Repeat the listing below in full, exactly as it stands.

-------- SUPPLIED DATA --------

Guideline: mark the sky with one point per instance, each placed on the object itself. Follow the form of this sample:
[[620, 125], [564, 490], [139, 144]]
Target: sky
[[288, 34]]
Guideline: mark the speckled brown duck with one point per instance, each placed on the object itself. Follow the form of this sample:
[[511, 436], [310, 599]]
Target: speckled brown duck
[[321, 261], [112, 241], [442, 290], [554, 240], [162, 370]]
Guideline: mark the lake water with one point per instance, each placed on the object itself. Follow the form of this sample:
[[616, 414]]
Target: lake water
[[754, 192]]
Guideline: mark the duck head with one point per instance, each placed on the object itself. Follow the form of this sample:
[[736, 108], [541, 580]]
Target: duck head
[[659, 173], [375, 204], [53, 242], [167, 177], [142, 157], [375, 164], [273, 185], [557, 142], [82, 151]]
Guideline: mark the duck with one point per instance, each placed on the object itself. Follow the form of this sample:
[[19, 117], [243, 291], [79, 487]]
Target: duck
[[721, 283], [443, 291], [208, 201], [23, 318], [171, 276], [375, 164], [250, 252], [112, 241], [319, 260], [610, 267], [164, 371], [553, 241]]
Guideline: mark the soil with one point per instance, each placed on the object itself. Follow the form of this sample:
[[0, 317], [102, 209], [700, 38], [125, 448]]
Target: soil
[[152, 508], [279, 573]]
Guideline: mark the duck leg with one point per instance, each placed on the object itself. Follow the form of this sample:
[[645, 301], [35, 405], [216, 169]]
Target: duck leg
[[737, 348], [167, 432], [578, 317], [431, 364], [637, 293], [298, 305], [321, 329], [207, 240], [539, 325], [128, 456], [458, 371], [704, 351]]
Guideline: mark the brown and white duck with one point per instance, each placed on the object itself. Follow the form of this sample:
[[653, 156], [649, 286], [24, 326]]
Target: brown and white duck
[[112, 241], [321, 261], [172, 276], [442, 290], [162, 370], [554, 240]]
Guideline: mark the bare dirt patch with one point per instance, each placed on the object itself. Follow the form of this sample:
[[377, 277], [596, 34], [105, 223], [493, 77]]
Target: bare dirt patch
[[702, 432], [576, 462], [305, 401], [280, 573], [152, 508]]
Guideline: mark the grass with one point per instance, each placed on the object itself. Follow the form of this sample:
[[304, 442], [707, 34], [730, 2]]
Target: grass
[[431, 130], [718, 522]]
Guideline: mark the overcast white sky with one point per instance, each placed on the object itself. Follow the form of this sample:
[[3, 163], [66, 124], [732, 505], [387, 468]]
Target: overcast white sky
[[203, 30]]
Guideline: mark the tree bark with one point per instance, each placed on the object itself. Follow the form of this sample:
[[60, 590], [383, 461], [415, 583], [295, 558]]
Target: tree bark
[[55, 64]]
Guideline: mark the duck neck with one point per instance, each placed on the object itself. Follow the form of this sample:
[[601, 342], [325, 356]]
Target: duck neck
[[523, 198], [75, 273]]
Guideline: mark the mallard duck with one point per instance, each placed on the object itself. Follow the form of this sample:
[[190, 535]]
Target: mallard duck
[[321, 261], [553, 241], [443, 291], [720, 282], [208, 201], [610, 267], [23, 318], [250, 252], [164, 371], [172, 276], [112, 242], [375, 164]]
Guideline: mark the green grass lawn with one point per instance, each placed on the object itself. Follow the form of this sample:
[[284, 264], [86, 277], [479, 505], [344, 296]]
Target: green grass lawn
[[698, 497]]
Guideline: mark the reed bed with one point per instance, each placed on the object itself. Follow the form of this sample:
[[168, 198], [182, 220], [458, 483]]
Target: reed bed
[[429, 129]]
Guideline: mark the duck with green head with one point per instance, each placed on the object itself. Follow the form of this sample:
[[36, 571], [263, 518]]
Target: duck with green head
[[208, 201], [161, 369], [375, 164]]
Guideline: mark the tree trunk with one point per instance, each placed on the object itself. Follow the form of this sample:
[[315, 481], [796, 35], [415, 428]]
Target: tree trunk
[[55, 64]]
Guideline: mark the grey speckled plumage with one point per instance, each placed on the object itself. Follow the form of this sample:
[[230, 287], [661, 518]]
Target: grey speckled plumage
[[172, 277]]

--------

* OUTPUT OF THE EXERCISE
Guideline: mark the sky with one point per instance, each placed on the object itself. Follow the form of this sample:
[[620, 125], [564, 490], [139, 144]]
Target: sky
[[288, 34]]
Guideline: mark the speckled brown duck with one point per instance, each placed on the object itself. Follow the form of this sample:
[[511, 436], [310, 599]]
Target: speckled brown duck
[[321, 261], [112, 241], [442, 290], [554, 240], [162, 370]]
Guideline: mark the lake water with one point per instance, each placed on the object itself. Follow the form of this sample:
[[616, 414]]
Target: lake water
[[754, 192]]
Guideline: mark the duck head with one point per instance, each placed on the object itself. Follow the form of this sample:
[[736, 108], [541, 580]]
Target: duck head
[[659, 173], [375, 204], [53, 242], [167, 177], [142, 157], [375, 164], [273, 185], [557, 142], [82, 151]]
Guideline: mark the duck with one point per instance, each placed on the object itself. Follow the form of this sample:
[[19, 117], [243, 291], [79, 487]]
Target: duck
[[721, 283], [443, 291], [208, 201], [23, 318], [171, 276], [375, 164], [250, 252], [112, 241], [319, 260], [610, 267], [164, 371], [553, 241]]
Guideline: mark the soil with one point per instance, each placed on the object itself. Follow the form of this sample:
[[0, 317], [102, 209], [700, 38], [125, 448]]
Target: soil
[[152, 508], [279, 573]]
Guideline: mark the duck leg with one point per instance, each placed on the object itself. Follow the form of this sample:
[[645, 301], [35, 405], [216, 169]]
Target: duck leg
[[737, 348], [167, 432], [578, 317], [431, 364], [637, 293], [298, 305], [321, 329], [207, 240], [539, 325], [128, 456], [458, 371], [704, 351]]
Guideline: mark the brown and white duck with one point per instance, each placed on the object itself. Follow the form of this sample:
[[653, 156], [649, 286], [24, 326]]
Target: brown and white duck
[[112, 241], [321, 261], [172, 276], [442, 290], [162, 370], [554, 240]]
Guideline: mark the bare dirt patch with one point per instance, each placed on the object itself. Follow the form of this sample:
[[377, 277], [596, 34], [105, 223], [493, 77]]
Target: bare dirt patch
[[702, 432], [576, 462], [305, 401], [280, 573], [152, 508]]
Guideline: mark the grass with one point per instance, each placed on the object itself. Follow the form of this sample:
[[304, 442], [707, 34], [730, 2]]
Target: grass
[[431, 130], [718, 522]]
Guideline: mark the overcast white sky with one point per instance, each placed on the object itself. Follow the form of this sample:
[[3, 163], [66, 124], [732, 505], [387, 468]]
Target: overcast white sky
[[203, 30]]
Guideline: mark the tree bark with one point per instance, each placed on the object itself. Follow the form of this sample:
[[60, 590], [383, 461], [415, 583], [295, 558]]
Target: tree bark
[[55, 64]]
Guideline: mark the duck neck with one point per instance, each placed on the object itself. Follow the form of this sample:
[[601, 342], [325, 356]]
Target: duck neck
[[523, 198], [75, 273]]
Guideline: mark the mallard duck with one point per instance, each placed on the object itself. Follow the form of this sample:
[[190, 535]]
Target: mallard duck
[[321, 261], [553, 241], [443, 291], [720, 282], [208, 201], [610, 267], [23, 318], [250, 252], [164, 371], [172, 276], [112, 242], [375, 164]]
Guideline: mark the green grass lawn with one point per instance, each placed on the object itself. Follow the form of this sample:
[[284, 264], [86, 277], [479, 505], [344, 296]]
Target: green grass lawn
[[698, 497]]
Guideline: mark the reed bed with one point per instance, each placed on the object itself. Follow the form of this sample:
[[168, 198], [182, 220], [458, 483]]
Target: reed bed
[[429, 129]]
Guideline: mark the duck with green head with one point per instance, each placed on the object itself. Follow the form of this sample:
[[36, 571], [263, 518]]
Target: duck with green head
[[208, 201], [161, 369], [375, 164]]
Guideline: mark the tree trunk with one point per instance, each placed on the object itself. Follow the form of this sample:
[[315, 481], [796, 35], [415, 428]]
Target: tree trunk
[[55, 64]]
Guideline: mark the grey speckled plumage with one point per instance, each placed on the object itself. Follow the form of this sample:
[[230, 287], [661, 518]]
Target: grey speckled plumage
[[172, 277]]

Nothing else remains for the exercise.